Trecho para leitura:

□ □ □

Prêmio APACEPE de Teatro e Dança

Especial   |       |    24 de fevereiro de 2010    |    8 comentários

Muito tango e ópera, em noite de ar condicionado e vale-água

Noite de gala. Atrizes, atores, dançarinos, diretores, músicos, cantores e produtores chegam cheirosos e elegantes ao salão de festas do Sesc Santo Amaro, no Recife. Nos olhares, sorrisos e abraços é difícil notar qualquer sinal de que algumas daquelas pessoas estão, na verdade, em pleno duelo sangrento por uma estatuetazinha que pode significar uma peninha colorida a mais na hora de exibir sua cauda de pavão para editais públicos, festivais, empresas patrocinadoras, Sescs e afins. Ou mesmo pra botar no currículo de vendedor, chapeiro do Mac Donalds, patinador no gelo, enólogo, ascensorista – porque prêmio é prêmio, né, gente? Abre as portas, as janelas, os sorrisos, as… possibilidades, enfim.

□ □ □

Instruções:
1) Indique se cada afirmação concorda com o trecho sobre o Prêmio APACEPE, respondendo sim ou não e citando literalmente as palavras do texto que decidem: (a) a noite de gala aconteceu no salão de festas do Sesc Santo Amaro, no Recife; (b) os convidados chegaram sem nenhuma elegância; (c) nos olhares, sorrisos e abraços é fácil perceber a disputa pela estatueta.
2) Reproduza literalmente, no trecho sobre o Prêmio APACEPE, tudo o que vai de "Especial   |       |    24" até "as… possibilidades, enfim.".
As linhas não são necessárias para este exercício.

Extrato de dados:

□ □ □

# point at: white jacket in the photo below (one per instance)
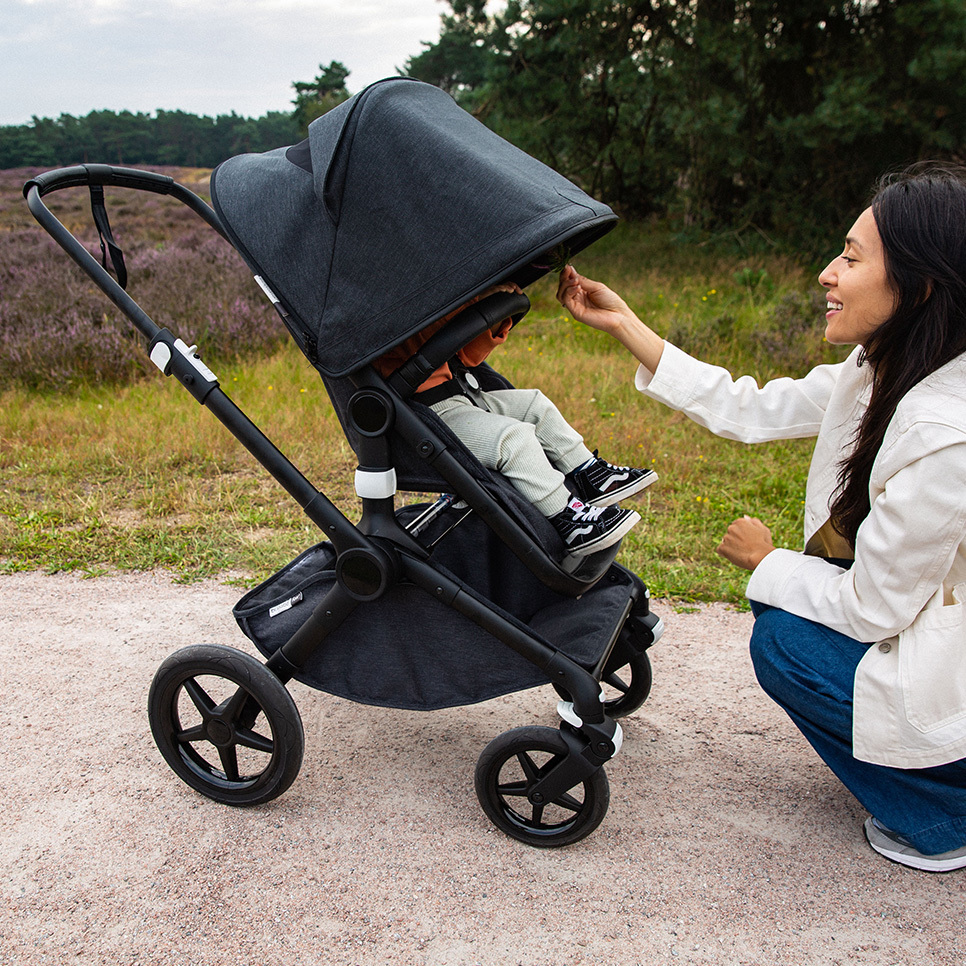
(904, 591)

□ □ □

Respostas do exercício:
1)
(a) Sim: "ao salão de festas do Sesc Santo Amaro, no Recife".
(b) Não: "chegam cheirosos e elegantes".
(c) Não: "é difícil notar qualquer sinal de que algumas daquelas pessoas estão, na verdade, em pleno duelo sangrento por uma estatuetazinha".

2)
Especial   |       |    24 de fevereiro de 2010    |    8 comentários

Muito tango e ópera, em noite de ar condicionado e vale-água

Noite de gala. Atrizes, atores, dançarinos, diretores, músicos, cantores e produtores chegam cheirosos e elegantes ao salão de festas do Sesc Santo Amaro, no Recife. Nos olhares, sorrisos e abraços é difícil notar qualquer sinal de que algumas daquelas pessoas estão, na verdade, em pleno duelo sangrento por uma estatuetazinha que pode significar uma peninha colorida a mais na hora de exibir sua cauda de pavão para editais públicos, festivais, empresas patrocinadoras, Sescs e afins. Ou mesmo pra botar no currículo de vendedor, chapeiro do Mac Donalds, patinador no gelo, enólogo, ascensorista – porque prêmio é prêmio, né, gente? Abre as portas, as janelas, os sorrisos, as… possibilidades, enfim.